__目的__:
仏像のX線撮影調査について述べた文章を、最後の文のあとから書き継いでもらえますか。

__提供された抜粋__:
埃 まみれの書棚から〜古寺、古佛の本〜(第八十三回)

  第十八話 仏像を科学する本、技法についての本
  〈その1〉  仏像を科学する


 【18−2】
【X線、γ線による仏像研究の本】

 X線による仏像の内部構造透視の研究は、昭和初年ごろ美術研究所の中根勝によって始められ、戦後、文化財研究所の久野健等により、本格的なX線撮影調査 が進められた。
 昭和28年以降には、金属を透視するγ線撮影手法が開発導入されて、金銅仏の内部構造透視が可能になり、四十八体仏をはじめとする小金銅仏の透視調査が 行われるようになった。
 このことについては、先に記したとおり。

 この頃の有様を、久野健の著作などから窺うと、なかなか面白い。

 

 携帯の出来るX線撮影装置が制作されたのは、昭和24年(1949)のこと。
 久野は設計者の中山秀太郎とともに、精力的に古代仏像のX線撮影に取り組む。
 相当数の、木彫、塑像、乾漆像を奈良、京都に赴き撮影したようで、「昭和30年までに我国木心乾漆像の八割を撮影した」そうだ。

__提供データ__:

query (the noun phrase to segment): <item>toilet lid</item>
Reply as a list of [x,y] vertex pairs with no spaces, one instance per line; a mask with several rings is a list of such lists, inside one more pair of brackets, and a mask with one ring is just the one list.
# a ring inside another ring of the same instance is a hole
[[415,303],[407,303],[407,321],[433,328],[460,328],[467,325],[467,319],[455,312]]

__回答文__:
 撮影用の大荷物を、自動車の入らない寺の奥の堂まで運ぶのは大仕事であったし、また短時間にたくさんの仏像を撮影したため、白血球が著しく減ってしまう こともあったという。まさに身を挺した調査であったようだ。
 その甲斐あって、今まで知られていなかった古彫刻の内部構造や後世の補修などを明らかに出来たという大きな成果を上げることができた。

 そして、久野は、木心乾漆像のX線撮影の成果を踏まえ、「平安初期木彫の誕生」に関して、次のような考え方を明らかにする。
 「平安初期木彫誕生の謎」については諸説ある。
 その一つに、「天平後半期から流行した木心乾漆像の乾漆が次第に薄くなり、平安初期の一木彫が生まれた」
 という説があった。
 しかし、これまで良くわからなかった木心乾漆像の木心部の状況が、X線撮影で判明すると、そのようには考えられないことが明らかになる。
 即ち、


聖林寺十一面観音X線撮影
 「聖林寺十一面観音のような古い木心乾漆像の木心は、一木で大体の形が作られているが、天平末期の作品になるほど、内部の木心が寄木式になり、その木部 に目鼻口などの造作を彫ることもない」

 のである。
 このことから、「木心乾漆の木心の発展型に一木彫があるとは考えられない」というものである。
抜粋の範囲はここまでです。